**TEXT UNDER STUDY**
Under their breaths, people standing up for a woman’s reproductive autonomy caricature Idaho lawmakers as “stale, pale and male.”
In other words, the group of people outlawing abortions in the Gem State tends to be older white men whose ideology and life experiences leave them out of touch from the consequences of their decisions (although men have no monopoly on being doctrinaire). As a result, you get policies that are harsh and vindictive, such as criminalizing abortions with no real exceptions for victims of rape, incest and — if the Idaho GOP convention’s recent preference is enacted — life of the mother.
Look no further than the self-righteous rhetoric of Scott Herndon, who’s about to claim a seat in the state Senate from northern Idaho. Last weekend, he successfully argued against a GOP convention measure that would have allowed abortion in cases when continuing a pregnancy put a woman in “lethal danger.”
“For the last 49 years, we have essentially lost the argument in the culture because we have focused on abortion as the termination of a pregnancy and not the termination of a living human being,” Herndon told a group of like-minded delegates.
What accounts for that?
Does Herndon think that abortion is commonplace? That women resort to it cavalierly? That they wait until late in their pregnancies before terminating them?
As Audrey Dutton of the Idaho Capital Sun reported last weekend, it’s anything but:
l The prevalence of abortion has been declining for four decades. In 1981, when Idaho’s population was 947,983, the state reported 2,706 abortions.
By 2020, when Idaho’s population had reached almost 1.9 million, the number of abortions had fallen to 1,574.
l Nearly 80% of the time, an Idaho woman is having her first — and only — abortion. Fifteen percent had a second abortion. A miniscule number had multiple abortions.
l Abortions are most common among women in their 20s, when they are just starting out in life, figuring out relationships and a career. The rate of abortions per 1,000 female residents is 11.3 for those ages 20 to 24. For women ages 25 to 29, the rate per 1,000 is 8.5.
For teenagers ages 15 to 19, the rate per 1,000 is 3.8.
For women between the ages of 30 and 34, the rate is 5.9 per 1,000 and for those between 35 and 39, it drops to 3.3 per 1,000.
l More than half — 51% — have no children. Typically, she’s unmarried.
l Most of the time, the abortion is performed no later than the ninth week of pregnancy and it’s induced by medication, without physical or mental health complications.

**MATERIAL PROVIDED**

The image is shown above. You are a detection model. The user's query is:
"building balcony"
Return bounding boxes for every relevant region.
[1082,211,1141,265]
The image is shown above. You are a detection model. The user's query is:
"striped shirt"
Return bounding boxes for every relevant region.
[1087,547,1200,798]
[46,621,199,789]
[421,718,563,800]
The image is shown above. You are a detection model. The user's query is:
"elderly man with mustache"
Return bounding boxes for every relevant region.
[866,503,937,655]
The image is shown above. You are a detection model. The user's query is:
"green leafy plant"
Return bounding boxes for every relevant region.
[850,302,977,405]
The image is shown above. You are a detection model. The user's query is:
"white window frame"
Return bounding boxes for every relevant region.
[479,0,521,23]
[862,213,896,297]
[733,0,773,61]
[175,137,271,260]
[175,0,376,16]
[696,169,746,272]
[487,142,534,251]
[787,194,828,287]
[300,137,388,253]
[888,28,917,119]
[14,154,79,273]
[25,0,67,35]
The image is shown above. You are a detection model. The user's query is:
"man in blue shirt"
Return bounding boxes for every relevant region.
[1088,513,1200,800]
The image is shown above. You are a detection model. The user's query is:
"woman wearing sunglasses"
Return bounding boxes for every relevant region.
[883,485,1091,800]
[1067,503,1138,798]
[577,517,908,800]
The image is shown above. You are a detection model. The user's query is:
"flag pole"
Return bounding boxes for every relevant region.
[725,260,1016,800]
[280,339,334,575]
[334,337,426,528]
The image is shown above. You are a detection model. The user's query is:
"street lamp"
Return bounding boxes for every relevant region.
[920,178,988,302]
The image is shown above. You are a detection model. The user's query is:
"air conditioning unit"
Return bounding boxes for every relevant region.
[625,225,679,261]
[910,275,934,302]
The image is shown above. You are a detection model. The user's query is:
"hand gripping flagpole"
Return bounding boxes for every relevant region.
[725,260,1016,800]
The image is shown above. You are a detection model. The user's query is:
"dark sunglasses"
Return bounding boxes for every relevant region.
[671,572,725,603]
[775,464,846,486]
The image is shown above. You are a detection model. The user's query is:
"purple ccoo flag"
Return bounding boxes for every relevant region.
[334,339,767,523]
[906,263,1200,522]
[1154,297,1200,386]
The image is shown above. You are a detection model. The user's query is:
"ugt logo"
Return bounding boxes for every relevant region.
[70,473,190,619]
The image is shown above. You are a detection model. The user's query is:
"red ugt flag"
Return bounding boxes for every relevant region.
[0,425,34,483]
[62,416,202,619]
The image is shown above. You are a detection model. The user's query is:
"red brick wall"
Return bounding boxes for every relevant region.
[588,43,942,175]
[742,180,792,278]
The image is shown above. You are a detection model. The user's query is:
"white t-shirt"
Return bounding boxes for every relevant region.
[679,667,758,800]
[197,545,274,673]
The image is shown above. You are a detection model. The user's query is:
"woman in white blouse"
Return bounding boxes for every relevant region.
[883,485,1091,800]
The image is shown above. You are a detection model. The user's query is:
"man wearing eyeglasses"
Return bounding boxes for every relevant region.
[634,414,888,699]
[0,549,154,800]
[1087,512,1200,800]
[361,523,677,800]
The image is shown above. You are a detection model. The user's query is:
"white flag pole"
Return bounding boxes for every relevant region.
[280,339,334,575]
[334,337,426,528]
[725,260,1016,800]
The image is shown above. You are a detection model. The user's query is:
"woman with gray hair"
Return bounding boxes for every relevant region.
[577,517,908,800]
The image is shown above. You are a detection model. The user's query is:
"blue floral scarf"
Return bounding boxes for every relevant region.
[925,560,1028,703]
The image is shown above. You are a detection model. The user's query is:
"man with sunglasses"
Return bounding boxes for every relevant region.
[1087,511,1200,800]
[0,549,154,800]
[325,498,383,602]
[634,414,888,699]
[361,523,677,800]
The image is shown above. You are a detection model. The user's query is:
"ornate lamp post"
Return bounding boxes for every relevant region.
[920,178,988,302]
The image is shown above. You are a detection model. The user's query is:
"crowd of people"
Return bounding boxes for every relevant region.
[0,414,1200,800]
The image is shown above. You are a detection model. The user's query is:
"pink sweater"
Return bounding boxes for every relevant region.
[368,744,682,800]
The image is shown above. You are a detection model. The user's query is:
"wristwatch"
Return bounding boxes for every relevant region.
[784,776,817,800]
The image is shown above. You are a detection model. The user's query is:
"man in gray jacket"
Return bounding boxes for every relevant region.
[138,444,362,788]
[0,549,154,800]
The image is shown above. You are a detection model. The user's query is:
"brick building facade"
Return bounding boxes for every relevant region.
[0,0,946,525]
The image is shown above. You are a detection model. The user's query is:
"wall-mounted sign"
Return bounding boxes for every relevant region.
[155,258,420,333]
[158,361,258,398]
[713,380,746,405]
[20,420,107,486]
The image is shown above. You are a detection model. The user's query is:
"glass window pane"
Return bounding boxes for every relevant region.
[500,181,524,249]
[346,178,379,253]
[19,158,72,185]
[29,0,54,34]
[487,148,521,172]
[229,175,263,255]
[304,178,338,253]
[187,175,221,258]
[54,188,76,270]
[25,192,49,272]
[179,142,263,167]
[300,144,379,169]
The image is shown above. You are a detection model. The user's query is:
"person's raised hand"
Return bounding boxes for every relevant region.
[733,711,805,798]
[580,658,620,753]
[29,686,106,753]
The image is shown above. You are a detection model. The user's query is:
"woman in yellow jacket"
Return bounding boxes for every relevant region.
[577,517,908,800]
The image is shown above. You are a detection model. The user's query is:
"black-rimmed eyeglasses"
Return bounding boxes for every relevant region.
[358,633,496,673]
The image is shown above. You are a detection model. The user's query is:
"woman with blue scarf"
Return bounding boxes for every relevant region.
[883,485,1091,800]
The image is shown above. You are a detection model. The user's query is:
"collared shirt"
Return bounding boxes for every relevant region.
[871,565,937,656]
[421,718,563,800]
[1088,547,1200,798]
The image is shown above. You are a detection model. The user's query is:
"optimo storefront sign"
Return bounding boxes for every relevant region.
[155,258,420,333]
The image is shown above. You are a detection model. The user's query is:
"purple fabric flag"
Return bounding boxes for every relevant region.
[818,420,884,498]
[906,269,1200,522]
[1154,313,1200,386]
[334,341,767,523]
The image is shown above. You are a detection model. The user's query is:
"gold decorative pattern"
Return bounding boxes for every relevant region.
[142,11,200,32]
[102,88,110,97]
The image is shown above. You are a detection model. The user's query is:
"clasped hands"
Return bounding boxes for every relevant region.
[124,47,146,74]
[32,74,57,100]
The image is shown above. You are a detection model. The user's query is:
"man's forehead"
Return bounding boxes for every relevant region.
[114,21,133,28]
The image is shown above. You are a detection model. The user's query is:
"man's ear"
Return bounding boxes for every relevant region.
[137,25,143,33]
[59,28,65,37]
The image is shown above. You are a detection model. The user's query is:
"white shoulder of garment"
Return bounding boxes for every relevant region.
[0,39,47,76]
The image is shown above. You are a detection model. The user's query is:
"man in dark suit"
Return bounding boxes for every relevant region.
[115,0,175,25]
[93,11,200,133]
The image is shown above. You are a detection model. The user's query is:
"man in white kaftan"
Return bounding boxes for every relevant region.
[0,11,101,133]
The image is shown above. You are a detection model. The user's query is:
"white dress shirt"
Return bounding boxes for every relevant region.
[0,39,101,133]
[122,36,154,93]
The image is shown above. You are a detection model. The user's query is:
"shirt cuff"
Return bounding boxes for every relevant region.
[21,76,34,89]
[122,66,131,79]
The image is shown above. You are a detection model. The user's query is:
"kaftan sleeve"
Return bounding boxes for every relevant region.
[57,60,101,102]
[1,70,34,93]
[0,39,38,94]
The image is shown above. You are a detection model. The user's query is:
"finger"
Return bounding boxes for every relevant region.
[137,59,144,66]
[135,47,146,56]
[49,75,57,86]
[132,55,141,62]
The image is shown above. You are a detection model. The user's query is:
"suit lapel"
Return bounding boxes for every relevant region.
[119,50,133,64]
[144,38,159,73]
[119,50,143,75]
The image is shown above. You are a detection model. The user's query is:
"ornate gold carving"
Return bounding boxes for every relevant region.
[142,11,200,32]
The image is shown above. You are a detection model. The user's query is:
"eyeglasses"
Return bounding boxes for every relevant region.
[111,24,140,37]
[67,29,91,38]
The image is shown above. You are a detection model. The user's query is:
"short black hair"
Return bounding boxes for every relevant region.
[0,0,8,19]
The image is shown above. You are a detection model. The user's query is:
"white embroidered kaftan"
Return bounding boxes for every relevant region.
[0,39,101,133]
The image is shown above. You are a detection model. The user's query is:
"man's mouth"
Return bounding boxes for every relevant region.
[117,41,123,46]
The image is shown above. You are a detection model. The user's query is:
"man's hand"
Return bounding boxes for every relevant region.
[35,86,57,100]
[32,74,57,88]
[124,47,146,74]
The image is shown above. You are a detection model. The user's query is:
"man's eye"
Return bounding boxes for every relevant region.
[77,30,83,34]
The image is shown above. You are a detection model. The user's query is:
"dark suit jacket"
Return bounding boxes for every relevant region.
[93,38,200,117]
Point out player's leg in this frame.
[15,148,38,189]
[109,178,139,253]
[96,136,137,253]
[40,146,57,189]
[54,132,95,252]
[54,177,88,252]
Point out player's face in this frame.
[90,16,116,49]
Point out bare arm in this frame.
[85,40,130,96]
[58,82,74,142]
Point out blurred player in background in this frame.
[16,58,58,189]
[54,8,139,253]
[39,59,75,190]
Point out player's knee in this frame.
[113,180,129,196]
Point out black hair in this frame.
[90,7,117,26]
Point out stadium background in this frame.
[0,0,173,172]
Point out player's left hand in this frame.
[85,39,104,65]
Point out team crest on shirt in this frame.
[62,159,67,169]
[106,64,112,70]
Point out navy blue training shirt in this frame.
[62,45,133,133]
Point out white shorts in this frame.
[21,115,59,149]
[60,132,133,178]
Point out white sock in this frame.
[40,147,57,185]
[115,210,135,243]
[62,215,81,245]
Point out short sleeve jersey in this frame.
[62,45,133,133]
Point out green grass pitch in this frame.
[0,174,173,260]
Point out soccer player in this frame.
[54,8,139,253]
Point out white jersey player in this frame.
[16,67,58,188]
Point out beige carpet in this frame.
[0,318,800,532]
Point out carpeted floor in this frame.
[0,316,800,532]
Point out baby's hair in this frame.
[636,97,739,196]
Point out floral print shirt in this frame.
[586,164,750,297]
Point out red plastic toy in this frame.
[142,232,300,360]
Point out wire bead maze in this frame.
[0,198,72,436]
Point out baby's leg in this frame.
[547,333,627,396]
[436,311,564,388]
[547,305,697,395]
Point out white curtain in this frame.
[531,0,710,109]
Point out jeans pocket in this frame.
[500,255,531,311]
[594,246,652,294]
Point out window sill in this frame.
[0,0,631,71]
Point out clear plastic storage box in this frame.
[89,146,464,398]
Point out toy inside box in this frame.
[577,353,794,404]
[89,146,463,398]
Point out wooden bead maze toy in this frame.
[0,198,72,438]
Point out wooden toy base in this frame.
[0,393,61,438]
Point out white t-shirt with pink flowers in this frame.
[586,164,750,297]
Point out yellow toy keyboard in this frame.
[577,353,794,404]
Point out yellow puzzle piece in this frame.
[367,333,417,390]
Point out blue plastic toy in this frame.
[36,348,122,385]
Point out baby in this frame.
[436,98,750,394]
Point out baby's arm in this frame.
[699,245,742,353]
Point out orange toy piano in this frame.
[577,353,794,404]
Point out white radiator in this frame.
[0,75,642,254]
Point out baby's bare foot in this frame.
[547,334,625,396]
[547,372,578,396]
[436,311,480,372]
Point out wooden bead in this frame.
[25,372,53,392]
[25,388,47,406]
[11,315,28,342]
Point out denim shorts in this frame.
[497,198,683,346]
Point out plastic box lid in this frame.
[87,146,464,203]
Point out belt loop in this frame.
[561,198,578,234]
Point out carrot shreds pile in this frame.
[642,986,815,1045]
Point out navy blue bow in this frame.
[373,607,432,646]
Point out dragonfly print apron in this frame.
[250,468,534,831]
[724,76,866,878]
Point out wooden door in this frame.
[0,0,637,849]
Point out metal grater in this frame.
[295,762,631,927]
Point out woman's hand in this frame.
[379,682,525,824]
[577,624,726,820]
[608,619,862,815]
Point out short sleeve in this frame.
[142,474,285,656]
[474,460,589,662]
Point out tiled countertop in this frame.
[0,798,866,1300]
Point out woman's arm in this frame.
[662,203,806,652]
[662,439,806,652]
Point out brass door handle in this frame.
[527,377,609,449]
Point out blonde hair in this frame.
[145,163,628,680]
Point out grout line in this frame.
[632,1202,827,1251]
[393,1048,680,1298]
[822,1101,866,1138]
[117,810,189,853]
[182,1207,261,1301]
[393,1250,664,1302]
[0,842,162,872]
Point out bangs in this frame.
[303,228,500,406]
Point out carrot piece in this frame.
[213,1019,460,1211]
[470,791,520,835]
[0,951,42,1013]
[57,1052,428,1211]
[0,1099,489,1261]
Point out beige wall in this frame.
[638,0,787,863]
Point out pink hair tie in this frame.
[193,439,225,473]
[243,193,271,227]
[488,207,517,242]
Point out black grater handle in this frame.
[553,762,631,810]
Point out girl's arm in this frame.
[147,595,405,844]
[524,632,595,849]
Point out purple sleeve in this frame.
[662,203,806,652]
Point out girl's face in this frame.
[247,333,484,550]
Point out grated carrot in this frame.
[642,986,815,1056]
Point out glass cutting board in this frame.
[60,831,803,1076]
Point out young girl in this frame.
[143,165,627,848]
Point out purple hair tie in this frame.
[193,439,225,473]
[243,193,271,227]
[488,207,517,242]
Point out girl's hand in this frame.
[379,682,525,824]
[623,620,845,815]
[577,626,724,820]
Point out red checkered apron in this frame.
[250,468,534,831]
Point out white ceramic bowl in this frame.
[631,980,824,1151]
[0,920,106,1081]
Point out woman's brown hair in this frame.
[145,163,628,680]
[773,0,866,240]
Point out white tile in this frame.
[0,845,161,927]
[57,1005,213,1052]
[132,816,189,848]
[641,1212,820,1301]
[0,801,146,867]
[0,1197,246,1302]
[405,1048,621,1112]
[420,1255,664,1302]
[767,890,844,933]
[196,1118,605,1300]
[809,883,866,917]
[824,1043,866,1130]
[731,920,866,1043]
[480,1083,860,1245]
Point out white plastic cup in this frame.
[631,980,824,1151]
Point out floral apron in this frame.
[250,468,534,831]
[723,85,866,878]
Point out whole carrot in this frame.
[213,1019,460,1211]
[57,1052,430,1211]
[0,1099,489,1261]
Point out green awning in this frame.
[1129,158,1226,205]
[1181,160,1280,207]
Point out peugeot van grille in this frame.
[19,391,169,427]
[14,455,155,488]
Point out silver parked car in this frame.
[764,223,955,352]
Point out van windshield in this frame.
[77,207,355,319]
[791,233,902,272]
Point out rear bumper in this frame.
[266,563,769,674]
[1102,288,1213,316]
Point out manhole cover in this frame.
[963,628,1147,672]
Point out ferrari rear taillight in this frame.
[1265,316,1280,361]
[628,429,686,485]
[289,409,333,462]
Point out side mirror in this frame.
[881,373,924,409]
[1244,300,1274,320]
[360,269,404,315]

**PROBLEMS AND TASKS**
1. Please retype the Idaho abortion piece starting at "l Abortions are" and ending at "Typically, she’s unmarried.".
2. From the Idaho abortion piece, list every age group it gives an abortion rate for, along with that group's rate per 1,000 female residents.
The items come from a source unrelated to the Idaho abortion piece.

**EXERCISE SOLUTIONS**
1.
l Abortions are most common among women in their 20s, when they are just starting out in life, figuring out relationships and a career. The rate of abortions per 1,000 female residents is 11.3 for those ages 20 to 24. For women ages 25 to 29, the rate per 1,000 is 8.5.
For teenagers ages 15 to 19, the rate per 1,000 is 3.8.
For women between the ages of 30 and 34, the rate is 5.9 per 1,000 and for those between 35 and 39, it drops to 3.3 per 1,000.
l More than half — 51% — have no children. Typically, she’s unmarried.

2.
- Ages 15 to 19: 3.8 per 1,000
- Ages 20 to 24: 11.3 per 1,000
- Ages 25 to 29: 8.5 per 1,000
- Ages 30 to 34: 5.9 per 1,000
- Ages 35 to 39: 3.3 per 1,000